EXERCISE INPUT |
'''
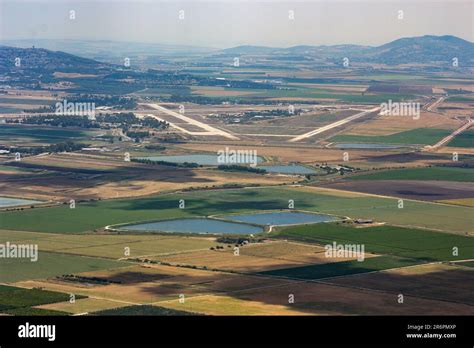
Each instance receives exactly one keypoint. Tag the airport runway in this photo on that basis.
(333, 125)
(209, 129)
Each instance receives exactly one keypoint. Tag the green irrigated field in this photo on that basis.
(465, 139)
(51, 265)
(401, 247)
(419, 136)
(415, 244)
(40, 133)
(93, 215)
(431, 173)
(337, 269)
(19, 301)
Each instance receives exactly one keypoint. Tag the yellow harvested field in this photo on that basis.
(226, 305)
(254, 257)
(386, 125)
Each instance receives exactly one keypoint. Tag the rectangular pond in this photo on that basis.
(197, 225)
(288, 169)
(281, 218)
(6, 202)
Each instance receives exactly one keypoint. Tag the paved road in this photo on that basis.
(333, 125)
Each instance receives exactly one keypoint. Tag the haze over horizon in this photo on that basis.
(224, 24)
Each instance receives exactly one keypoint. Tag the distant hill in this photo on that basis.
(42, 59)
(421, 50)
(425, 49)
(250, 50)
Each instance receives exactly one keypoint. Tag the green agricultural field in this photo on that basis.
(19, 301)
(431, 173)
(419, 136)
(459, 98)
(93, 215)
(415, 244)
(465, 139)
(51, 265)
(39, 133)
(402, 247)
(336, 269)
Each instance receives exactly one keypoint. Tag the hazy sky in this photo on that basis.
(227, 23)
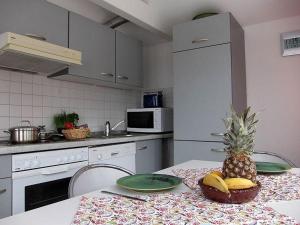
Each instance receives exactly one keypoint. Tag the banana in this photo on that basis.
(218, 173)
(215, 181)
(239, 183)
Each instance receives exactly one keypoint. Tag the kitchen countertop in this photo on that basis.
(23, 148)
(64, 211)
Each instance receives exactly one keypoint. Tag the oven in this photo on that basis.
(42, 178)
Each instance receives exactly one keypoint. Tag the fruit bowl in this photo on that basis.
(237, 196)
(76, 133)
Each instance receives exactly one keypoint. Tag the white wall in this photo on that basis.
'''
TO DO | Please quote the records above exactly, beginning at the line that contains "irrigated field in this photo on that basis." and ending at their last line. Leave the pictures out.

OUTPUT |
Each instance receives exactly one keypoint. Tag the green irrigated field in this photo on that basis.
(465, 139)
(51, 265)
(401, 247)
(419, 136)
(415, 244)
(40, 133)
(93, 215)
(431, 173)
(337, 269)
(19, 301)
Each instance receives exactly one keypoint. Tag the yellow harvested field in this photo on that basis.
(226, 305)
(254, 257)
(386, 125)
Each instance receives exactly one keypoint. Tag the rectangular pond in this photo on that basis.
(197, 225)
(288, 169)
(281, 218)
(6, 202)
Each instance receives exactly one keypoint. Tag the paved road in this photo on that basis.
(333, 125)
Each instance receives exactly one keypoint. Tag the haze over horizon in this photo on that basis.
(224, 24)
Each instance receives exactly one keypoint. Tag the distant hill in this photo on that basis.
(42, 59)
(421, 50)
(425, 49)
(250, 50)
Each instance receives exactly one keypoint. Tag the green agricultural field in this photo on that basis.
(19, 301)
(431, 173)
(419, 136)
(459, 98)
(93, 215)
(415, 244)
(465, 139)
(51, 265)
(39, 133)
(402, 247)
(336, 269)
Each instance receives exactly one keypoint. Tag the hazy sky in this photo on that basis.
(227, 23)
Each instance receives exactly one keypoint. Tag the banana in this photo on that basis.
(218, 173)
(215, 181)
(239, 183)
Each instance receives exactly one keypoint. Tag the kitchen countertop in this photo on that basis.
(23, 148)
(64, 211)
Each instance receives exactly one keypoint. Tag the oven in this photo on that basis.
(42, 178)
Each instance receives exactly one keypoint. Tag the fruit bowl in this photo on that basis.
(237, 196)
(76, 133)
Each instance receives exactly one keypoint. Tag the white wall in this photo on that basis.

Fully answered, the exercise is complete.